> **Ejercicios propuestos**:
A - Según el texto proporcionado, ¿qué dos colores tiene hoy el mapa?
B - Extrae y copia cada fila que contenga la palabra "green".

═══ Texto proporcionado ═══

La historia continuó. Hoy el mapa tiene dos colores, el rojo y el azul, el de los republicanos y el de los demócratas, y muestra que el espacio es más importante que la cantidad de los votos –una forma singular de democracia-, como que el actual presidente alcanzó el mando por la conquista de la mayor cantidad de territorios, no de votos. Nuevamente el espacio es divisorio, como en los tiempos de la Guerra de Secesión, y como entonces el sueño americano amenaza una vez más convertirse en pesadilla. Por ahora, la construcción del muro es el último capítulo de la vocación geo-imperial, pero ahí no termina la historia porque el imperio considera que todo lo que está al sur del continente es como una prolongación de sus dominios, no como parte de su territorio sino pasivo de ser hipotecado y disponible como reserva y garantía de su poder mundial.

═══ Datos del ejercicio ═══

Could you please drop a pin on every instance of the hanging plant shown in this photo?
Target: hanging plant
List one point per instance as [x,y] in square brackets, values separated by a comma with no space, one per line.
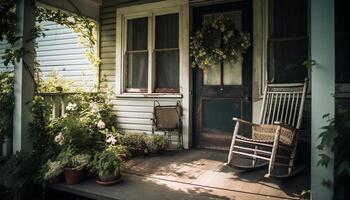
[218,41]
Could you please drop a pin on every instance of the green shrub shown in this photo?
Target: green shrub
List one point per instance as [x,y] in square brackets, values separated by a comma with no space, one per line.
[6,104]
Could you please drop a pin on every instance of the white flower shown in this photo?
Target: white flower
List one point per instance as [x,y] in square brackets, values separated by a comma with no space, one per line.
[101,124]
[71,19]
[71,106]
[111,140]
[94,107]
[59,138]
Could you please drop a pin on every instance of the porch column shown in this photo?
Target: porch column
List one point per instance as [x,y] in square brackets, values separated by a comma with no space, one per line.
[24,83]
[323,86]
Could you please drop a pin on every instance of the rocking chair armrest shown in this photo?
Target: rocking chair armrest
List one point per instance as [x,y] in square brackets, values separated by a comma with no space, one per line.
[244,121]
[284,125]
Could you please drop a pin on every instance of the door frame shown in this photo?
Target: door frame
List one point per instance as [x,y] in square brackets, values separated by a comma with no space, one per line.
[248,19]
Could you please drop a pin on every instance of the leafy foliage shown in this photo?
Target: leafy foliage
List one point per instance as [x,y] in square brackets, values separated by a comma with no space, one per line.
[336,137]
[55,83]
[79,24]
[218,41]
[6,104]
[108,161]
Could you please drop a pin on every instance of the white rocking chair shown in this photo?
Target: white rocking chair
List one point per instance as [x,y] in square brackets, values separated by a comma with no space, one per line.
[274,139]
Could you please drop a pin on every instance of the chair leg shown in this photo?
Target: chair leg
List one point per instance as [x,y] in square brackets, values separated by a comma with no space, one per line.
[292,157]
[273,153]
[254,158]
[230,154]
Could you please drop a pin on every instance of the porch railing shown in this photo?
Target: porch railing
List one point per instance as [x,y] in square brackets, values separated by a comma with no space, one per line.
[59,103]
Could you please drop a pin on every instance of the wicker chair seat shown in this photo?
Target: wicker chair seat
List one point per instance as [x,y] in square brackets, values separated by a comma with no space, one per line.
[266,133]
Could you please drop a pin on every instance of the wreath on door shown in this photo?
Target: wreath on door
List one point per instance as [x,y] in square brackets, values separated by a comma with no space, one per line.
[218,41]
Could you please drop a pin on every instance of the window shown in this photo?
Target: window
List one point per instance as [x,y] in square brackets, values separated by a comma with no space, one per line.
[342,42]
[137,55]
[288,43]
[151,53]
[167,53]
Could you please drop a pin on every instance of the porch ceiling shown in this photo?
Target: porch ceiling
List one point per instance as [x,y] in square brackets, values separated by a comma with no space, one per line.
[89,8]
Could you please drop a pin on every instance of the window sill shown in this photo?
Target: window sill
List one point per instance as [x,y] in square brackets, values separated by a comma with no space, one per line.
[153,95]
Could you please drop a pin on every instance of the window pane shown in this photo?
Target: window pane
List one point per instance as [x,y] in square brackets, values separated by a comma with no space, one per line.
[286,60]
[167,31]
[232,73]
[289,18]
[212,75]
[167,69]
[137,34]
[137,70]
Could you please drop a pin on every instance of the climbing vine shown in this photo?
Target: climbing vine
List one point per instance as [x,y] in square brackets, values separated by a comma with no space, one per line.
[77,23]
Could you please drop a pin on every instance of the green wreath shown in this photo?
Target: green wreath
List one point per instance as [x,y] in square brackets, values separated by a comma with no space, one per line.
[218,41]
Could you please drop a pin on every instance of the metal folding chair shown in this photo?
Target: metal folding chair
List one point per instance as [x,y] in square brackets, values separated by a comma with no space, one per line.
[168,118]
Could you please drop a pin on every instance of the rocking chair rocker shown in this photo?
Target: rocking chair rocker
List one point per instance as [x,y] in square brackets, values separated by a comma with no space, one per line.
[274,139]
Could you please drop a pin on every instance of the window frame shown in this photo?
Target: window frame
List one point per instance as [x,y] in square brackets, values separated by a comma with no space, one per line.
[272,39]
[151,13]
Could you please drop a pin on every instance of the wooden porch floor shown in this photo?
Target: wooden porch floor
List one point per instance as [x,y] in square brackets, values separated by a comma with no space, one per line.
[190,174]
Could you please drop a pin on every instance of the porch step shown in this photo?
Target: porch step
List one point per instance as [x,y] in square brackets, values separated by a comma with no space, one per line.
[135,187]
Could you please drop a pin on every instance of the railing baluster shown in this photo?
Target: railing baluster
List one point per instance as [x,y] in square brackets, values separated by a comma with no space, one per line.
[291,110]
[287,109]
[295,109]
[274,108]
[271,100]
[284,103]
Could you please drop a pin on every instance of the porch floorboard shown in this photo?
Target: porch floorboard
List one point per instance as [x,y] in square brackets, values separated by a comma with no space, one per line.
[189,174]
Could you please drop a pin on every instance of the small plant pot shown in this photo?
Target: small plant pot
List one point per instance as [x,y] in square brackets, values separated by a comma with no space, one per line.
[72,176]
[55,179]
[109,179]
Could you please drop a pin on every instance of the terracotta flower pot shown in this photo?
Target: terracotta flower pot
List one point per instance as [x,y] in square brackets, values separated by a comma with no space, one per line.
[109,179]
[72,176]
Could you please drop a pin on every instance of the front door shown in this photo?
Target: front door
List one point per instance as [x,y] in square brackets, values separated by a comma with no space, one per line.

═══

> **Conjunto de respuestas**:
A - El rojo y el azul.

B -
Could you please drop a pin on every instance of the green shrub shown in this photo?
Target: green shrub
Could you please drop a pin on every instance of the green wreath shown in this photo?
Target: green wreath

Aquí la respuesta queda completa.